EXERCISE ▸
Render every line of the entries below as a Markdown table with the columns Row and Line, numbering each line in order and leaving out blank lines.
--- start of RECORDED INFORMATION ---
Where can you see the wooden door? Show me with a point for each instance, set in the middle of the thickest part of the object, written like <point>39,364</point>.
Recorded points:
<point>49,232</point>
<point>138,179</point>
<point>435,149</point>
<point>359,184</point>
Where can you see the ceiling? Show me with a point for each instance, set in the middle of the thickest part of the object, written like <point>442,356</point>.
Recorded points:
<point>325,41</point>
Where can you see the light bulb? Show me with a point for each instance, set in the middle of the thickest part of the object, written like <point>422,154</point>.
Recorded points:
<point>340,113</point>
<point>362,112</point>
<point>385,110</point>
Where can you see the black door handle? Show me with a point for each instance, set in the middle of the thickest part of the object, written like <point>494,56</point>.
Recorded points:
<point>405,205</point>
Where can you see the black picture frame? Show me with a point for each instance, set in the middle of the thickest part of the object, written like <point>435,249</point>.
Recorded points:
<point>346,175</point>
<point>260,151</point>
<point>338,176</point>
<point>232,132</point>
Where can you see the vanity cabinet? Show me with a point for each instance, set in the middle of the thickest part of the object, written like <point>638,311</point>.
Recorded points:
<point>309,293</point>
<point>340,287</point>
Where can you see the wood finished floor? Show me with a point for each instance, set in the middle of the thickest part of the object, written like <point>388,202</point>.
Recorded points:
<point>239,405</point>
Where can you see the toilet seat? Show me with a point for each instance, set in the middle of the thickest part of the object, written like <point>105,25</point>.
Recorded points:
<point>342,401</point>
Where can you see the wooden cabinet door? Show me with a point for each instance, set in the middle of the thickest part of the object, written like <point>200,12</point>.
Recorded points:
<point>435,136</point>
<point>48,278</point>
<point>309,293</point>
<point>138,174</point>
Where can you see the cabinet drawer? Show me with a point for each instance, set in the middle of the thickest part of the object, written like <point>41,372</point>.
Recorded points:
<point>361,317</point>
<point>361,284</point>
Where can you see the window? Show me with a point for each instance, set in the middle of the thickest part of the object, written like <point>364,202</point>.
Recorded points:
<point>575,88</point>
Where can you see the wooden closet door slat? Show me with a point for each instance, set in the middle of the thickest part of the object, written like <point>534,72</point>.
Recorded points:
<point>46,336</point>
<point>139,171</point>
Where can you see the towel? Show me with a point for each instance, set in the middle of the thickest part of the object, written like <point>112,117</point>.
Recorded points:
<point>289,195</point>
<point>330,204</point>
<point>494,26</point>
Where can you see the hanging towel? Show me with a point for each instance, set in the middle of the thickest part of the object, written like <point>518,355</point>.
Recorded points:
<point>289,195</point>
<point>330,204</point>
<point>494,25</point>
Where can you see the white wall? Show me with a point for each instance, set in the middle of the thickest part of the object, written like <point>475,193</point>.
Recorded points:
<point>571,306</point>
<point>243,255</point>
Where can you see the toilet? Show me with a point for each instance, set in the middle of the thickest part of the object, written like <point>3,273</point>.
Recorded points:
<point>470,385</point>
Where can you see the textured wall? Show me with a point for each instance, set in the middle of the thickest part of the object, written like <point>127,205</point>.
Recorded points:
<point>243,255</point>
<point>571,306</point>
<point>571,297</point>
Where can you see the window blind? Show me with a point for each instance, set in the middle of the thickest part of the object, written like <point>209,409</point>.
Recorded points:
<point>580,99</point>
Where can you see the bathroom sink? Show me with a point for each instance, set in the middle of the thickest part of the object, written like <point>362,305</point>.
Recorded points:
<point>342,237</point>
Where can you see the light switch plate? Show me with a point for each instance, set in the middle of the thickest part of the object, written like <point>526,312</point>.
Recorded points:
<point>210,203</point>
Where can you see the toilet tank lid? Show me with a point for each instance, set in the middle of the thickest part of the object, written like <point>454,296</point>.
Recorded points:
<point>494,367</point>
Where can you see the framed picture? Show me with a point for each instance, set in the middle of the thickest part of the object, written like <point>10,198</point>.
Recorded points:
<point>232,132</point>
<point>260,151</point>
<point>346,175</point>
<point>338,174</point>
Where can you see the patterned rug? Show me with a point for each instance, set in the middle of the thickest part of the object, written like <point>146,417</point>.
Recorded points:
--- end of RECORDED INFORMATION ---
RESPONSE ▸
| Row | Line |
|---|---|
| 1 | Where can you see the wooden door? Show me with a point for each instance, set in the middle of the thickest part of the object, written like <point>39,364</point>. |
| 2 | Recorded points: |
| 3 | <point>49,232</point> |
| 4 | <point>138,179</point> |
| 5 | <point>435,149</point> |
| 6 | <point>359,184</point> |
| 7 | Where can you see the ceiling? Show me with a point for each instance, set in the middle of the thickest part of the object, written like <point>442,356</point>. |
| 8 | Recorded points: |
| 9 | <point>325,41</point> |
| 10 | Where can you see the light bulb? Show me with a point for each instance, set in the middle of the thickest part of the object, written like <point>422,154</point>. |
| 11 | Recorded points: |
| 12 | <point>340,113</point> |
| 13 | <point>362,112</point> |
| 14 | <point>385,110</point> |
| 15 | Where can you see the black door handle? Show me with a point for each instance, set in the middle of the thickest part of the object, written like <point>494,56</point>. |
| 16 | Recorded points: |
| 17 | <point>405,205</point> |
| 18 | Where can you see the black picture frame? Show me with a point for each instance, set in the middle of the thickest part of the object, written like <point>435,249</point>. |
| 19 | Recorded points: |
| 20 | <point>346,175</point> |
| 21 | <point>260,151</point> |
| 22 | <point>338,176</point> |
| 23 | <point>232,132</point> |
| 24 | Where can you see the vanity cabinet? Show me with a point for each instance, set in the middle of the thickest part of the object, written like <point>638,311</point>. |
| 25 | Recorded points: |
| 26 | <point>309,293</point> |
| 27 | <point>340,287</point> |
| 28 | Where can you see the wood finished floor? Show me with a point for each instance, set in the middle of the thickest part of the object, written like <point>388,202</point>. |
| 29 | Recorded points: |
| 30 | <point>239,405</point> |
| 31 | Where can you see the toilet seat? Show me with a point for each instance, set in the middle of the thickest part of the object, written like <point>105,25</point>. |
| 32 | Recorded points: |
| 33 | <point>342,401</point> |
| 34 | Where can you see the wooden cabinet door? Show me with a point for each instance, set in the middle of the thickest part of the object, written like <point>200,12</point>. |
| 35 | Recorded points: |
| 36 | <point>435,136</point> |
| 37 | <point>48,278</point> |
| 38 | <point>309,293</point> |
| 39 | <point>138,174</point> |
| 40 | Where can you see the cabinet drawer? Show me with a point for each instance, set in the middle of the thickest part of the object, written like <point>41,372</point>. |
| 41 | Recorded points: |
| 42 | <point>361,317</point> |
| 43 | <point>361,284</point> |
| 44 | Where can you see the window? Show me with a point for each instance, set in the middle of the thickest part of the object, written like <point>364,202</point>. |
| 45 | Recorded points: |
| 46 | <point>575,88</point> |
| 47 | Where can you see the wooden closet door slat? Show me with a point for each instance, set in the middle of the thickest part of the object, written like <point>534,72</point>. |
| 48 | Recorded points: |
| 49 | <point>46,336</point> |
| 50 | <point>139,171</point> |
| 51 | Where can you see the towel? Show me with a point for each instance, set in the middle of the thickest part of the object, written like <point>112,117</point>. |
| 52 | Recorded points: |
| 53 | <point>289,195</point> |
| 54 | <point>330,204</point> |
| 55 | <point>494,26</point> |
| 56 | Where can you see the hanging towel? Show me with a point for each instance, set in the middle of the thickest part of the object, written like <point>518,355</point>. |
| 57 | Recorded points: |
| 58 | <point>289,195</point> |
| 59 | <point>330,204</point> |
| 60 | <point>494,25</point> |
| 61 | Where can you see the white wall? Show me with a point for each instance, set in the middle of the thickest part of the object, written like <point>475,193</point>. |
| 62 | Recorded points: |
| 63 | <point>571,306</point> |
| 64 | <point>243,255</point> |
| 65 | Where can you see the toilet? Show me with a point for each instance, set in the middle of the thickest part of the object, written like <point>3,273</point>. |
| 66 | Recorded points: |
| 67 | <point>470,385</point> |
| 68 | Where can you see the textured wall? Show me with a point for each instance, set in the middle of the thickest part of the object, written like <point>127,205</point>. |
| 69 | Recorded points: |
| 70 | <point>243,255</point> |
| 71 | <point>571,306</point> |
| 72 | <point>571,297</point> |
| 73 | Where can you see the window blind? Show me with a point for each instance, set in the middle of the thickest part of the object, written like <point>209,409</point>. |
| 74 | Recorded points: |
| 75 | <point>580,99</point> |
| 76 | Where can you see the bathroom sink? Show me with a point for each instance, set in the middle of the thickest part of the object, written like <point>362,305</point>. |
| 77 | Recorded points: |
| 78 | <point>342,237</point> |
| 79 | Where can you see the light switch plate? Show me with a point for each instance, set in the middle of the thickest part of the object, written like <point>526,312</point>. |
| 80 | Recorded points: |
| 81 | <point>210,203</point> |
| 82 | Where can you see the toilet tank lid? Show me with a point for each instance, set in the middle of the thickest part of the object, written like <point>454,296</point>. |
| 83 | Recorded points: |
| 84 | <point>494,367</point> |
| 85 | Where can you see the framed picture? Show me with a point for each instance, set in the middle of the thickest part of the object, written like <point>10,198</point>. |
| 86 | Recorded points: |
| 87 | <point>232,132</point> |
| 88 | <point>260,151</point> |
| 89 | <point>346,175</point> |
| 90 | <point>338,174</point> |
| 91 | Where can you see the patterned rug? Show me with a point for each instance, set in the middle of the thickest part of the object, written like <point>146,417</point>. |
| 92 | Recorded points: |